MC: Thank you, thank you for visiting me, and for having me on your programme. It's gonna be two quite intense years, two and a half. I am very much looking forward for it, and to work with my colleagues. That's the basic thing of being a president of the Eurogroup is to be able to bridge opinions, be very constructive in the debate. I have a very firm opinion on the whole process that Europe has gone through, the importance of the reforms. But also, on the importance for all the institutions to back these reforms, and to provide time and demand as I tend to, and I'd like to portray it, in the future.
This means that that we have to (Centeno cuts sentence here). It's not really a change on being pro or against austerity. It's understanding that the supply response that we got from the reforms now need to be matched, with some demand response and Europe is in a very good position to do it. This is the only way also to make possible that our citizens, the European citizens, understand the big effort that not only each nation by itself made during the last decade on reforms, but also the euro area and the European Union as a whole. We reformed the Eurozone, we have a much more resilient monetary union these days. This is very important. So now it's time to reach health for our citizens and to allow them also to reap the benefits of what we did.

* * *

WHAT YOU SHOULD DO - Reproduce the Eurogroup interview word for word, everything from "This means that" down to "what we did.".

DATA EXCERPTS -
* * *

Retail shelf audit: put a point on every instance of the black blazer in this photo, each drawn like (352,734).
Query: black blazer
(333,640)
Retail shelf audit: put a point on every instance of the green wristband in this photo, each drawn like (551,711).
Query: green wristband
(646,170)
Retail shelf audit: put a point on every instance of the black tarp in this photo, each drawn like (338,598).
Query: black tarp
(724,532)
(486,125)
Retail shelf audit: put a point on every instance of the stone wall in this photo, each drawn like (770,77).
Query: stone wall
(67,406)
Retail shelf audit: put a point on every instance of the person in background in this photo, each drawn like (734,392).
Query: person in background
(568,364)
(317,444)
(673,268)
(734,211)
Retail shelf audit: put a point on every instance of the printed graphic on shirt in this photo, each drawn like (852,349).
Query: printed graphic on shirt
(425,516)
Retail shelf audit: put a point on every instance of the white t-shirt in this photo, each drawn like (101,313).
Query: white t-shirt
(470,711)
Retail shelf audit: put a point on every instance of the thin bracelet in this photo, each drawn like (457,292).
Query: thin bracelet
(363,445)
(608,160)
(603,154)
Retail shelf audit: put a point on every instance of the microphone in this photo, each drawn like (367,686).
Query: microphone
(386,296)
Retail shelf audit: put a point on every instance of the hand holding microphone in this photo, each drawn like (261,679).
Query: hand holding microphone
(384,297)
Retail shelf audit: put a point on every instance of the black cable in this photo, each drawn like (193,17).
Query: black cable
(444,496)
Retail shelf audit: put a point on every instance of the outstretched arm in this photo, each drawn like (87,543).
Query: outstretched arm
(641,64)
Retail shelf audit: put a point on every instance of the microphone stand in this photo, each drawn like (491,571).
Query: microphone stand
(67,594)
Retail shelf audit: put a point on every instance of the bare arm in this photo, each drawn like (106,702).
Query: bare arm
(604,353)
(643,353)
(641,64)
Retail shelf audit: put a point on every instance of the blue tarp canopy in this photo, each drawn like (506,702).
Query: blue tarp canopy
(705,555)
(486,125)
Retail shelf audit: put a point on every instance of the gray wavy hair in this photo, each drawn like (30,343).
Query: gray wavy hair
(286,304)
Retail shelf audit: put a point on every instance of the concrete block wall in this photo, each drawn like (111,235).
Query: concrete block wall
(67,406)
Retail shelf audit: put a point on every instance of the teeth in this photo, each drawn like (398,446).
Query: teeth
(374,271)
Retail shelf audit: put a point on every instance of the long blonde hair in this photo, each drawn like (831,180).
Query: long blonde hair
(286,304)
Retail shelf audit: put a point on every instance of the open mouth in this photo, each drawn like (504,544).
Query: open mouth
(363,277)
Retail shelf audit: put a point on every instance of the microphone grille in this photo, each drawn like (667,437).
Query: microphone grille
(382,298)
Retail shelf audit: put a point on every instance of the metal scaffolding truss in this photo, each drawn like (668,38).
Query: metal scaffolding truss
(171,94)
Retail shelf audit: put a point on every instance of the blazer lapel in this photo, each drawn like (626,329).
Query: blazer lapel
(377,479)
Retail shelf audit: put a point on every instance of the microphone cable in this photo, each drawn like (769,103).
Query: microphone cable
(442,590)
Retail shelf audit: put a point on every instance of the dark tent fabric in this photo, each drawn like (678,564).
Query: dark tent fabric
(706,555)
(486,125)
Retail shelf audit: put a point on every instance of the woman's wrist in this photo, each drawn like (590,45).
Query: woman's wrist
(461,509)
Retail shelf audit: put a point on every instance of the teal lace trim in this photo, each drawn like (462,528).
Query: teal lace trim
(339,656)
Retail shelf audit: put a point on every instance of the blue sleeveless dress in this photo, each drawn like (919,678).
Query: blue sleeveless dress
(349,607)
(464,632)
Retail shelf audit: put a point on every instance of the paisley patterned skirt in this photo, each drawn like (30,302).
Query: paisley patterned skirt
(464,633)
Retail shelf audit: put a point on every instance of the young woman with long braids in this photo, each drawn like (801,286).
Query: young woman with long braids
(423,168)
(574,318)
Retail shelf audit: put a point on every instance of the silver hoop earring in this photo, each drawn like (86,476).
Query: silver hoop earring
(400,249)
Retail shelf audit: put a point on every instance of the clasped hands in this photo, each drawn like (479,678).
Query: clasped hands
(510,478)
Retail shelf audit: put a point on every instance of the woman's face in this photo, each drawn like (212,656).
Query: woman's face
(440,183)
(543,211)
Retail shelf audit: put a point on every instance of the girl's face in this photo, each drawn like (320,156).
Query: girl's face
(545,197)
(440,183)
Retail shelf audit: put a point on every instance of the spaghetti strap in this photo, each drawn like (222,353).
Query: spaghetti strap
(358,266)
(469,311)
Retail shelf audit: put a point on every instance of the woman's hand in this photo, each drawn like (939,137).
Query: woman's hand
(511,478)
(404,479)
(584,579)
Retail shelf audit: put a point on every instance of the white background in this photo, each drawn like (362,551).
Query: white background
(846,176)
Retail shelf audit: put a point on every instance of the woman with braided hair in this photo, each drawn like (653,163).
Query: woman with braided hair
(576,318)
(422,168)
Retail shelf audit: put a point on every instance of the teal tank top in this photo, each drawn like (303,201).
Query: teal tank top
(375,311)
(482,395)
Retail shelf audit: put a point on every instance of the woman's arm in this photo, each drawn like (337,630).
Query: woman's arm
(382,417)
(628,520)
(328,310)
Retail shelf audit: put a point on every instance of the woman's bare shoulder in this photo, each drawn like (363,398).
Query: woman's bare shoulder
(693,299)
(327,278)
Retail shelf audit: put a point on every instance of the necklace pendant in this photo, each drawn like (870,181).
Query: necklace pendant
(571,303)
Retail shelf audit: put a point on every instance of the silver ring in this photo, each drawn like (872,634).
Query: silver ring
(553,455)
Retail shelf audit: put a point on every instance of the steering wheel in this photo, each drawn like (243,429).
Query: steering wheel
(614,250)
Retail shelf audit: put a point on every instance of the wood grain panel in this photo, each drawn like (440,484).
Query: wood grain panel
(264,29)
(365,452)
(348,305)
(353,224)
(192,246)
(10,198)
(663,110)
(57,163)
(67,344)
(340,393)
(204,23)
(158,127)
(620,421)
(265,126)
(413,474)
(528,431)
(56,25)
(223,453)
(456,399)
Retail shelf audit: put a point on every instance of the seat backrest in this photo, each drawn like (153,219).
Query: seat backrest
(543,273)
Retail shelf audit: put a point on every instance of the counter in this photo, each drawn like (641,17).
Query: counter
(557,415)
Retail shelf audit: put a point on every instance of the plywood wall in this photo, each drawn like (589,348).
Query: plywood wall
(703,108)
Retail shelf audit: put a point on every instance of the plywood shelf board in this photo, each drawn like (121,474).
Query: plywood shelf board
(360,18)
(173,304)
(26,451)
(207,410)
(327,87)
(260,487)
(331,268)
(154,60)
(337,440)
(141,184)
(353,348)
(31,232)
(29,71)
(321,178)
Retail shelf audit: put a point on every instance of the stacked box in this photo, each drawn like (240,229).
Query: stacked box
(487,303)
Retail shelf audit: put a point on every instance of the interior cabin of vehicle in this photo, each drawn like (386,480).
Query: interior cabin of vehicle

* * *

TASK OUTPUT -
This means that that we have to (Centeno cuts sentence here). It's not really a change on being pro or against austerity. It's understanding that the supply response that we got from the reforms now need to be matched, with some demand response and Europe is in a very good position to do it. This is the only way also to make possible that our citizens, the European citizens, understand the big effort that not only each nation by itself made during the last decade on reforms, but also the euro area and the European Union as a whole. We reformed the Eurozone, we have a much more resilient monetary union these days. This is very important. So now it's time to reach health for our citizens and to allow them also to reap the benefits of what we did.